> _Directive_
Reproduce all of the data below verbatim, preserving every line without alteration.

> _Listed records_
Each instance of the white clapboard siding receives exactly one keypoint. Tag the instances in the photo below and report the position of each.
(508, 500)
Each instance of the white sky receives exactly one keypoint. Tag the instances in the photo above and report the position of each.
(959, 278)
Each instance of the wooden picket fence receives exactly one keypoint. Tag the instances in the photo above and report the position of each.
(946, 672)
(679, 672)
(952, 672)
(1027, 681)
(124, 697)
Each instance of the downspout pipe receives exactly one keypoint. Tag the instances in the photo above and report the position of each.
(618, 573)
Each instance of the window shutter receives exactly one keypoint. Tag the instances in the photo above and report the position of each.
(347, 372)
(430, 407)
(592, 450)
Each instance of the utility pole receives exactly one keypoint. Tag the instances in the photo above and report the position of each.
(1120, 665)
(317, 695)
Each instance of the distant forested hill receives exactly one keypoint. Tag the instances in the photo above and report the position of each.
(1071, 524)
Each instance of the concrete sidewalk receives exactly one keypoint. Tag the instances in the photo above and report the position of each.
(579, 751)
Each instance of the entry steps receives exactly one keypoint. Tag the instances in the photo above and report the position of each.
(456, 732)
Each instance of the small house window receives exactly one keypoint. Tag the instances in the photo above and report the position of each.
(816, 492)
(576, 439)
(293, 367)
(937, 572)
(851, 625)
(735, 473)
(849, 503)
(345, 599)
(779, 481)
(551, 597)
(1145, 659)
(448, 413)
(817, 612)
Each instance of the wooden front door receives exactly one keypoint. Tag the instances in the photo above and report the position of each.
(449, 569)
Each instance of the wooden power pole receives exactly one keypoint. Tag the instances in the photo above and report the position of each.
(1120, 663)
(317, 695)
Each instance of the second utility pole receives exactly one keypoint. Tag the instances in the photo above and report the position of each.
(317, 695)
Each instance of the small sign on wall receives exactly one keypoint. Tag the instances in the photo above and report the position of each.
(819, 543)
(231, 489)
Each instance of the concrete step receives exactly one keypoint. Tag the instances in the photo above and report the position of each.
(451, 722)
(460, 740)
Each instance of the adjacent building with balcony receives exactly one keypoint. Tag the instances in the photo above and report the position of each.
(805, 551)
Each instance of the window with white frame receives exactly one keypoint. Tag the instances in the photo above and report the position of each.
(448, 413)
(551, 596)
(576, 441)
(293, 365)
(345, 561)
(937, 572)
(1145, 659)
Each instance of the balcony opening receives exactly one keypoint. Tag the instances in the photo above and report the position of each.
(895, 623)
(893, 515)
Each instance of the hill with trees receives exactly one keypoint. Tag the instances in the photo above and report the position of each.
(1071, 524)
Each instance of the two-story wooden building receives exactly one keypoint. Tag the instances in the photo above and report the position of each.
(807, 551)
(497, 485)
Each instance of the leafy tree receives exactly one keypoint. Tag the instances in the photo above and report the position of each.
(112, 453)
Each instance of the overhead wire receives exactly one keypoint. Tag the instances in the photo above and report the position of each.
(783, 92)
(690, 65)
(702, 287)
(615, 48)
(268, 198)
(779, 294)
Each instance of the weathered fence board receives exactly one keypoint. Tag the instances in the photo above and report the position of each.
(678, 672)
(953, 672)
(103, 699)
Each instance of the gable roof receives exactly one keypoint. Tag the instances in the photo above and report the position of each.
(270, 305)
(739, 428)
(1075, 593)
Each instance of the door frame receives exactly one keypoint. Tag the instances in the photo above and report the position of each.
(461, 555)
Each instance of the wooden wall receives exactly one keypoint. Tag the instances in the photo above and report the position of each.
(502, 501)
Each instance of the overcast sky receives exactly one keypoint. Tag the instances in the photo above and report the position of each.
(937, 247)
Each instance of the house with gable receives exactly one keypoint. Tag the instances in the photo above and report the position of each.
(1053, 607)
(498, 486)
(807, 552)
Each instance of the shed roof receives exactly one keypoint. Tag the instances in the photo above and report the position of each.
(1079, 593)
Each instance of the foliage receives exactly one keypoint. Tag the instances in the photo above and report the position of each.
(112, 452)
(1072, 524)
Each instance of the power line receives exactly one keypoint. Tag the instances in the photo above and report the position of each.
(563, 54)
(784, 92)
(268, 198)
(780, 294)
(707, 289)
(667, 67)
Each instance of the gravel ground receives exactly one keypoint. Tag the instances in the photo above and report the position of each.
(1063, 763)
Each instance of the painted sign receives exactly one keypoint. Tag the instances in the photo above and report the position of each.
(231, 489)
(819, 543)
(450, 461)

> _Reply to the task_
Each instance of the white clapboard siding receives exactly one keypoint. Tag the instances in the photo below and report the position of each.
(508, 500)
Each instance of the white sky receives exactly one keypoint. Tag the instances in the photo above and report the position of each.
(959, 278)
Each instance of the wooden picket fence receives exactly one keypoint. Tag the instances in the photo above and report the position of each.
(946, 672)
(679, 672)
(952, 672)
(1027, 681)
(124, 697)
Each instance of the downspout pipe receives exactly one keypoint. Tag the instances in the photo above and report the position of each.
(618, 573)
Each instance of the window shutter receives exactly one keypoint. Tag the instances in the photo above and report the position of each.
(347, 372)
(430, 407)
(592, 450)
Each instance of the utility pole receives exactly one keypoint. Tag the instances in the photo above and report the position of each.
(1120, 665)
(317, 695)
Each instance of the distant forested hill receives exactly one keypoint. Tag the instances in the photo above and report the position of each.
(1071, 524)
Each instance of the concrete sidewalk receives exactly one keypoint. Tag the instances in the photo above and report the position of each.
(579, 751)
Each instance of the entry steps receives exactly one keypoint. Tag the instances in the photo above and report the position of each.
(456, 732)
Each instance of the small house window receives exactly one keypoint. Tag the instances in the photo above and report the position of each.
(816, 492)
(576, 439)
(293, 367)
(937, 572)
(851, 625)
(735, 473)
(849, 503)
(345, 599)
(779, 481)
(551, 597)
(1145, 659)
(448, 413)
(817, 612)
Each instance of the wooden front door receives exactly one keypoint. Tag the instances in the photo above and report the position of each.
(449, 569)
Each instance of the wooden power pole receives exactly one keypoint. Tag the instances in the photo above and report the position of each.
(1120, 663)
(317, 695)
Each instance of the second utility pole receives exactly one keypoint. Tag the instances in the photo above and report the position of each.
(317, 695)
Each instance of the small sign on wall receives exactly one keypoint. Tag the instances in the photo above and report the position of each.
(819, 543)
(231, 489)
Each instance of the concrete step receives exactly one keypoint. Tag the instances in the photo above and report the position of each.
(451, 722)
(460, 740)
Each instance of the adjacent building with balcony receives exactly one keypoint. Tag the instances in the photo above and report the position of each.
(805, 551)
Each instance of the window with white frame receives exactly one keypoint. Tag the instances in the photo above and report the position of each.
(448, 413)
(551, 596)
(576, 441)
(293, 365)
(345, 561)
(937, 572)
(1145, 659)
Each instance of the balcony opening receives exactly one keypoint. Tag the instances in the photo above and report the position of each.
(895, 623)
(893, 515)
Each instance of the hill with trees receives exactly one keypoint. Tag the instances in the photo above and report the position of each.
(1071, 524)
Each instance of the two-story wooden building receives exactly one keypoint. Tag the instances in the photo above and report the position of each.
(807, 551)
(497, 485)
Each instance of the leafy tree receives exactly one keypoint. Tag the instances in the photo above and report the position of each.
(112, 453)
Each instance of the overhead wire receives exactly one keypoint. Tag the instances in the photo above and report the position of each.
(783, 92)
(690, 65)
(702, 287)
(615, 48)
(268, 198)
(779, 294)
Each instance of the weathered fence board receives exactly one keypoint. Tag the instances in the photo above and report the position of each.
(678, 672)
(953, 672)
(103, 699)
Each instance of the gable roof receives exactly one keypoint. Tag the instances in the photo above and report the position of each.
(270, 305)
(739, 428)
(1075, 593)
Each instance of the door frame receives exactly one keypoint. Tag the instances in the photo above and report the position of each.
(461, 555)
Each instance of the wooden wall receives exactly one keypoint. Tag the instances in the photo above and report the position of each.
(502, 501)
Each instance of the overcast sky receives exactly one keypoint. Tag the instances in the photo above and report the position of each.
(937, 247)
Each instance of the house with gable receives exactly one keypoint. Tag the instances in the photo above and report the position of each.
(1053, 607)
(498, 486)
(807, 552)
Each instance of the shed roof receives exactly one keypoint. Tag the instances in the photo above and report the position of each.
(1079, 593)
Each instance of the foliage receives exactly one keypoint. Tag the instances in the photo above and report the position of each.
(112, 452)
(1072, 524)
Each instance of the power line receives exactly one keypoint. Tag the instances in the photo above and report the position of each.
(563, 54)
(784, 92)
(268, 198)
(780, 294)
(707, 289)
(667, 67)
Each instance of the gravel ground receives exactly one keypoint. Tag the instances in the photo above and report the position of each.
(1063, 763)
Each instance of the painted sign receives exactly one keypoint. Tag the instances in the photo above and report the position of each.
(231, 489)
(819, 543)
(450, 461)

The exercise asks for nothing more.